━━━━━ Supplied information

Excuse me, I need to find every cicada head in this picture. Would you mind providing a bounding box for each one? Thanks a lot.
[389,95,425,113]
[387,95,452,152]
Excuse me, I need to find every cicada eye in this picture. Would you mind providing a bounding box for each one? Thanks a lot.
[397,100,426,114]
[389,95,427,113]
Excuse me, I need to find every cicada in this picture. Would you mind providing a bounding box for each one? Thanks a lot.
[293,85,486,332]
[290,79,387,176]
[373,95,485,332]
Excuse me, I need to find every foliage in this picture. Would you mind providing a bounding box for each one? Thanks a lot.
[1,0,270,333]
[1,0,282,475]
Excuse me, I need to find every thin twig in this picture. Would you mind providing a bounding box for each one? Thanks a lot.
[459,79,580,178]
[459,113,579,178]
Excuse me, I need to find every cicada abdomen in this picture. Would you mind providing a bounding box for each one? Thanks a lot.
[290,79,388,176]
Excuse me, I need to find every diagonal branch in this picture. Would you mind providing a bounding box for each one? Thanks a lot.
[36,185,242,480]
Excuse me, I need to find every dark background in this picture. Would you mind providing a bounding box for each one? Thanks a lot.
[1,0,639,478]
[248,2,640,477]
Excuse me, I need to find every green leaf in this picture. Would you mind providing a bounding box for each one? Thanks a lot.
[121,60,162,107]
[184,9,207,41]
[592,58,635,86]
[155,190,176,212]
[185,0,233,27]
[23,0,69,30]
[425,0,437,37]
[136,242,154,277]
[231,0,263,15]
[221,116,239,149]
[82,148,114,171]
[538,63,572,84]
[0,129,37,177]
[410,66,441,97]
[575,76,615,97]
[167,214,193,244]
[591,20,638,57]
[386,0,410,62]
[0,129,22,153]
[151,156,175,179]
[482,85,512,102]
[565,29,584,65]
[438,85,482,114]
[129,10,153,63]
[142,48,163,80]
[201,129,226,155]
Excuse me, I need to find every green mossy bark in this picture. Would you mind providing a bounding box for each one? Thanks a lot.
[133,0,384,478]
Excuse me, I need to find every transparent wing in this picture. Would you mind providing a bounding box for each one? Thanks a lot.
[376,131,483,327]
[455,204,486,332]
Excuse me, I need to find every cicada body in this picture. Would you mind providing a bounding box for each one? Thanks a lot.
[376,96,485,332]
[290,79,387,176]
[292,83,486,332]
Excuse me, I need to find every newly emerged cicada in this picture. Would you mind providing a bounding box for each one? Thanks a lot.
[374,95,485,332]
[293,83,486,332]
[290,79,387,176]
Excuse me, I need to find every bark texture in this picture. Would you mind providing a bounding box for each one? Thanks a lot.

━━━━━━━━━━

» **Work item**:
Word for word, restate the lines above.

» **Output below**:
Excuse me, I need to find every cicada head in this picture. Would you mind providing a bounding box for each one? Thanks a lot.
[389,95,425,113]
[387,95,452,152]
Excuse me, I need to find every cicada eye in this picture. Would you mind providing a bounding box for each one? Thanks a lot.
[397,100,426,114]
[389,95,427,113]
Excuse me, I need to find every cicada in this picture. Would you mind providing a bounding box for each one? Thanks a lot.
[293,85,486,332]
[290,79,387,176]
[373,95,485,332]
Excuse me, I need to find every foliage in this picture. Would you mind providing a bounding box for each one? Thanks a lot.
[1,0,270,333]
[1,0,282,475]
Excuse me, I need to find every thin twig in this picture. Would you mind providing a bounding box for each one? Thanks a lot.
[459,79,580,178]
[459,113,579,178]
Excuse me, I need to find every cicada abdomen in this picture. Would you mind providing a bounding box for each one? Thanks a lot.
[290,79,388,176]
Excuse me, I need to find every diagonal branch in this picture. Would you mind providing a bounding box for each one? Thanks a lot.
[36,185,242,480]
Excuse me, I need to find every dark background in this picture. Would you mind providing a bounding box for each one? Thanks a lot.
[1,0,639,478]
[248,2,640,477]
Excuse me, I need to find every green leaf in this picture. Would you mind providing a bounding box for each one? Thanks a lot.
[121,60,162,107]
[184,9,207,41]
[592,58,635,86]
[155,190,176,212]
[185,0,233,27]
[23,0,69,30]
[425,0,437,37]
[136,242,154,277]
[231,0,263,15]
[221,116,239,149]
[82,148,114,171]
[538,63,572,84]
[0,129,37,177]
[410,66,441,97]
[575,76,615,97]
[167,214,193,244]
[591,20,638,57]
[386,0,410,62]
[0,129,22,153]
[151,156,175,179]
[482,85,512,102]
[565,29,584,65]
[438,85,482,114]
[129,10,153,63]
[142,48,163,80]
[201,129,226,155]
Excuse me, I need to find every green mossy bark in this picture. Would you mind providing a bounding box for each one? Thanks a lot.
[133,0,384,478]
Excuse me, I need to find every transparent wing in this picture. Would you mind providing a bounding box for each one? Thanks a lot.
[376,131,483,327]
[455,204,486,332]
Excuse me, I need to find every cicada body in this picture. Would you mind providing a bounding box for each one? Thanks a lot.
[376,96,485,332]
[290,79,387,176]
[292,83,486,332]
Excuse me, I need to find every newly emerged cicada in this picture. Would you mind providing a bounding box for each one? Thanks a lot.
[374,95,485,332]
[293,83,486,332]
[290,79,387,176]
Excuse me, I need to find every bark texture in this picture. Would you mind providing a bounding box for each one? Thanks a lot.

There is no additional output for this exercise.